**Written exercise**
Pictures should be excluded; otherwise, copy every entry exactly.

Rows from a dataset:
# # # # #

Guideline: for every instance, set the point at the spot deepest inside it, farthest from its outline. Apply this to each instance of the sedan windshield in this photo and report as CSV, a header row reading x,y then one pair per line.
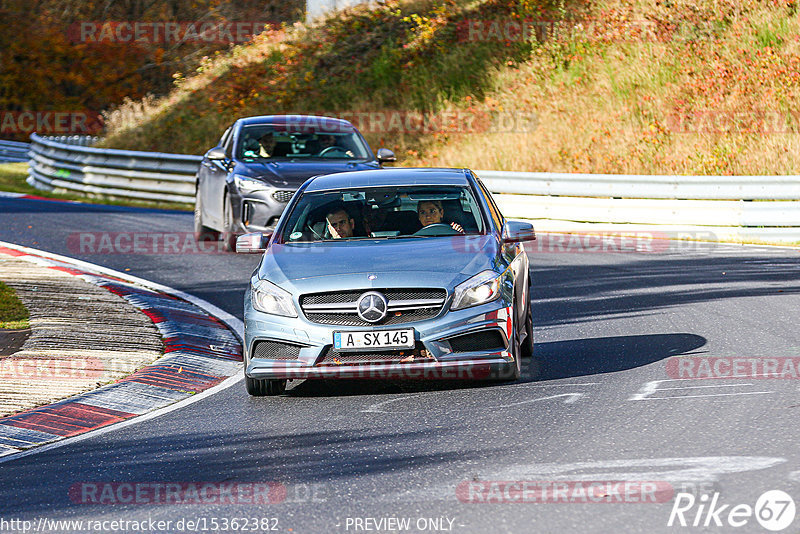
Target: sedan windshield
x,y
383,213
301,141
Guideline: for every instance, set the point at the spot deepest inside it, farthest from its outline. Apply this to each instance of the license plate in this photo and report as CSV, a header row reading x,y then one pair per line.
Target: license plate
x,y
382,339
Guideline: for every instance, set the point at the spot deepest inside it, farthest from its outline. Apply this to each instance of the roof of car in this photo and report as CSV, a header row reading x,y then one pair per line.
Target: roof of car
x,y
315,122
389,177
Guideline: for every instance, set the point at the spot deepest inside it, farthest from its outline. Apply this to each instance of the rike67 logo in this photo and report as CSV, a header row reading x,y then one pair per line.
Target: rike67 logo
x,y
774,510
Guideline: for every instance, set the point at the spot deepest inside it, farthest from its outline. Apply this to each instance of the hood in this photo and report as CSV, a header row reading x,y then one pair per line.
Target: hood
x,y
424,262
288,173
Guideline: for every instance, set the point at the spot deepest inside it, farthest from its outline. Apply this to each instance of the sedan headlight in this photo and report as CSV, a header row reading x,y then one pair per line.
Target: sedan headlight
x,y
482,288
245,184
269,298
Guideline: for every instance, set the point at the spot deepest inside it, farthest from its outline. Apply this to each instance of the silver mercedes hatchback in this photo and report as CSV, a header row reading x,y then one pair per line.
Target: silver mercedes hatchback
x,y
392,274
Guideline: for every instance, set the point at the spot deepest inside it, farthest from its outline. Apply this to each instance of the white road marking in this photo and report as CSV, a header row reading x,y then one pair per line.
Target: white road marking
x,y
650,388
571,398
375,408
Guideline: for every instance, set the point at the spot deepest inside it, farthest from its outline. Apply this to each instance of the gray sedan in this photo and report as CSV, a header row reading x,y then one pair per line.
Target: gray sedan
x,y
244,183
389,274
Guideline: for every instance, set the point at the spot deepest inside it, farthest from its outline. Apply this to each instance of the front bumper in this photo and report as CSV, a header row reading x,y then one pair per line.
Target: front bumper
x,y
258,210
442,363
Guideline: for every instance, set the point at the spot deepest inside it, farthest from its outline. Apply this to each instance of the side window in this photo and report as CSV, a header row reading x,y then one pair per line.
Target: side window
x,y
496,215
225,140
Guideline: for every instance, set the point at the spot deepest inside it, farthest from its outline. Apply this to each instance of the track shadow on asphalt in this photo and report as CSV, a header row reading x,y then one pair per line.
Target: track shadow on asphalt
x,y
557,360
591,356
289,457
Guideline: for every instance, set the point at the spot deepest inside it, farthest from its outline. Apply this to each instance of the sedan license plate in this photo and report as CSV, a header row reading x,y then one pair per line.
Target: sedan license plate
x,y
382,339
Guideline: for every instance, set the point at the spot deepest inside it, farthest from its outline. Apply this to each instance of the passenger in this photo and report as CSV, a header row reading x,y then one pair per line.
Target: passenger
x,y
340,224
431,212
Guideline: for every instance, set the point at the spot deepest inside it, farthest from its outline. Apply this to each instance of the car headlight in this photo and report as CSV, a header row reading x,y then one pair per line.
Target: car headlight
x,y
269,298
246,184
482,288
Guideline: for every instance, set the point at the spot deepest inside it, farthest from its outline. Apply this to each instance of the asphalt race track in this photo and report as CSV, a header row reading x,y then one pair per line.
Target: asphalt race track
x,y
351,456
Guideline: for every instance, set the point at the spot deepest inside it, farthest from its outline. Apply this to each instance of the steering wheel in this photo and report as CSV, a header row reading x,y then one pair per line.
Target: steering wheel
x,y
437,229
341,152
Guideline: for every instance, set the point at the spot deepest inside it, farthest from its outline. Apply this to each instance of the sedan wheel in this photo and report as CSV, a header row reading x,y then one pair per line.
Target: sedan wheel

# # # # #

**Written solution**
Guideline: for every instance, set the point at the spot deepest inside it, farthest from its outline. Apply this to each instance of the sedan windshield in this photo and report as CSV, a header row reading x,y then one pair per line.
Target: sedan windshield
x,y
383,213
301,141
Guideline: for every instance, set the point at the spot deepest inside it, farthest from its outline. Apply this to each instance of the license plate in this photo and report as CSV, a header row reading x,y then one pair per line.
Target: license plate
x,y
382,339
Guideline: for every instance, set the point at the spot deepest inside it, farthest from its outline. Apply this to each instance of the roof of car in this photo and report as CSV, a header row reading x,y then one pair per line.
Target: roof of car
x,y
315,122
389,177
Guideline: for every instance, set the point at the spot deepest inside it, farthest from its outline. Apply this to each instance of the rike67 logo in this photo and report as CSV, a header row reading x,y then one pair per line.
Target: rike67 logo
x,y
774,510
Guideline: for every instance, set the point at the spot deepest inside it, farthest from its outline. Apply this to each instance of the hood in this photo and report as CSV, a header row reading x,y then one pair per line.
Target: hood
x,y
424,262
288,173
Guideline: for every instance, set the point at the spot deepest inside it, farthest from its outline. Apply this to each instance of the sedan headlight in this photo and report as CSV, a header row reading x,y then one pair per line.
Target: sedan headlight
x,y
482,288
245,184
269,298
Guideline: for every instance, set the point at the spot deepest inside it, farthest from its outline. Apply this to each instance of the silver mercedes hatchback in this photo and report as CSV, a header row reading x,y then one pair per line.
Target: silver mercedes hatchback
x,y
392,274
Guideline: for every instance, set the point at the spot deepest inside it, farthest from its outline. Apply this to each instance of the white road marking in this photo and report as CSV, a header row reading x,y then one pair per line.
Target: white road marking
x,y
650,388
571,398
375,408
Guideline: for every instance, set the point at the spot deepest inside it, farthest from its outline. Apply this to each instance of the gray sedan in this photo and report as CSV, a header row reading x,y then one pair per line.
Target: gray sedan
x,y
244,183
389,274
Guideline: for every instance, set the point at the spot deepest inside it, farthest from its outline. Apply this to each instance of the front bumper in this photo and report as CSV, a header row reading x,y then one pair per line.
Target: front bumper
x,y
258,210
442,363
Guideline: for every instance, set the point at the spot deepest inside it, farthest from its outline. Apply this to each instance of the side window in this photo and report as CSV, a header row reading x,y then one pair per line.
Target: side window
x,y
496,215
225,140
Guideline: for every instance, set the point at the spot deepest inside it, farthest from its outline. Apply this to each instance of the track shadow on asphalt in this photo and report as CSV, a header row reading x,y then one pair per line.
Target: track shadow on asphalt
x,y
557,360
591,356
289,457
Guideline: for every instance, set the point at the spot deepest inside it, farthest from its outline. Apply this to each instance of the sedan license plate in this photo and report as CSV, a header row reading x,y then one pair per line.
Target: sedan license plate
x,y
382,339
Guideline: for every instance, set the point at the spot deepest inside it, farthest from its outline. Apply this to each instance of the passenger in this photo and report as CSV, a header row reading x,y then one pair per line.
Target: passenger
x,y
340,224
431,212
Guideline: for every instance, set the point at the spot deepest inside it, farthest from its outline. Apply this to each instance of the car headlight in this photo and report as CSV, a header row reading x,y then one pair per line.
Target: car headlight
x,y
269,298
246,184
482,288
Guideline: for every instance, set the point at the spot deepest inside it, farthest from its outline. Apply this to each instance of the asphalt race track in this photo and report as CSV, a header row reading x,y then one pair per line.
Target: asphalt race track
x,y
351,456
Guideline: for every instance, set the point at the spot deepest inside it, farthest from its outline. Apply this to each instance of the steering wheel in this photo and report as CSV, a header row reading x,y then one pair per line.
Target: steering wheel
x,y
437,229
341,152
Guideline: for every instance, set the point at the spot deepest inside it, farthest from its outline. Apply this to each instance of the sedan wheel in this photo and report as CSV, a header row reading x,y then one pair per line.
Target: sedan wheel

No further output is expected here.